▶ _EXERCISE REQUIREMENTS_: Copy every line of the material below word for word, but leave any pictures out of your copy.
::: INPUT
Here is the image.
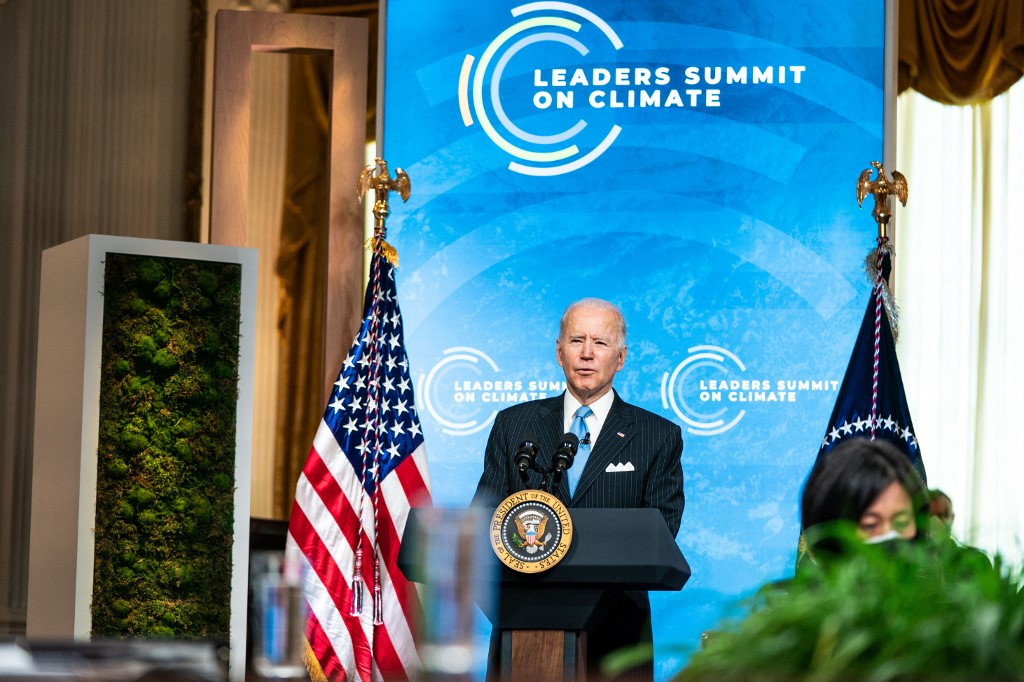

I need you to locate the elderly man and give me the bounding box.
[473,298,683,680]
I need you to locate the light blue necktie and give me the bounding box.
[568,404,594,498]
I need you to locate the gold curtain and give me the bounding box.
[899,0,1024,104]
[273,54,331,518]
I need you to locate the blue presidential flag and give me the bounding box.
[818,243,928,483]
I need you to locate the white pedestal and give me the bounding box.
[27,235,257,680]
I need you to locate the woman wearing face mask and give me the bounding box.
[801,438,929,556]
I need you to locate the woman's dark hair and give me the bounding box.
[800,438,929,548]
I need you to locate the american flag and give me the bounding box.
[286,240,430,682]
[818,238,928,481]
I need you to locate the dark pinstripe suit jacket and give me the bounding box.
[473,393,683,536]
[473,393,683,681]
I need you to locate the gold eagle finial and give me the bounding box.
[355,157,412,265]
[857,161,908,237]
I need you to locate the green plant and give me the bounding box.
[92,254,241,639]
[677,530,1024,682]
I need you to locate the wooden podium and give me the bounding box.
[398,509,690,682]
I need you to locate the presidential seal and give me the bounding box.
[490,491,572,573]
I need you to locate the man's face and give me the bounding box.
[555,307,626,404]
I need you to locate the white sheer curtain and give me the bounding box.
[895,81,1024,564]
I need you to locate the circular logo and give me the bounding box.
[490,491,572,573]
[459,2,623,176]
[662,345,746,436]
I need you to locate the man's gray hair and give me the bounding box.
[558,298,626,349]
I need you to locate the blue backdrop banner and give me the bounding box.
[384,0,885,679]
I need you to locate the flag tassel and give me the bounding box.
[348,547,362,615]
[374,554,384,625]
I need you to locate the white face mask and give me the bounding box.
[864,530,903,545]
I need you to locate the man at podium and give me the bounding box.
[473,298,684,680]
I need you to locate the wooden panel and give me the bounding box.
[210,10,368,391]
[502,630,587,682]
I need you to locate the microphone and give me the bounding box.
[513,433,538,483]
[551,433,580,475]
::::::
▶ _TASK ANSWER_:
Here is the image.

I need you to locate the elderly man and give me the bounding box.
[473,298,683,680]
I need you to locate the light blue necktie and give me the bounding box.
[568,404,594,498]
I need you to locate the gold curtain and give me the bounding box.
[899,0,1024,104]
[273,54,331,518]
I need you to locate the blue presidential flag and give me the bounding box.
[818,243,928,483]
I need you to locate the white pedestal and give me the bounding box.
[27,235,257,680]
I need you to locate the woman wearing face mask and give me the bounding box.
[801,438,929,556]
I need you to locate the woman's dark hair and give me the bounding box.
[800,438,929,548]
I need you to locate the american flag and give me the bounding box.
[286,240,430,682]
[818,238,928,481]
I need you to locate the dark pinstripe suit jacket and give me the bounding box.
[473,393,683,536]
[473,393,683,681]
I need you to locate the gold eagle finial and give me the bounding box.
[355,157,412,265]
[857,161,908,237]
I need you to locate the green plant and give me the bounding box.
[92,254,241,639]
[677,530,1024,682]
I need you to locate the wooden podium and give me the bounding box.
[398,509,690,682]
I need you to locate the presidential seal and give me the bounding box.
[490,491,572,573]
I need you to locate the man's face and give me the bounding box.
[555,307,626,404]
I need you to locate the white sheer curtain and give me the bounding box.
[895,81,1024,564]
I need you to locate the circular logo and give me the bounding box.
[490,491,572,573]
[459,2,623,176]
[662,345,746,436]
I need you to locate the man's gray hair and give me the bounding box.
[558,298,626,349]
I need you to locate the blue backdrop banner and give me the bounding box.
[384,0,885,679]
I need you to locate the flag tassel and give me the bounding box.
[348,547,362,615]
[374,554,384,625]
I need you to locate the white face mask and give me the bounding box.
[864,530,903,545]
I need you to locate the man at podium and give me the bounding box.
[473,298,684,680]
I need you to locate the wooden panel and give me the bounding box.
[210,10,368,391]
[502,630,587,682]
I need you to locate the microphone and give me the bounding box.
[513,433,538,483]
[551,433,580,475]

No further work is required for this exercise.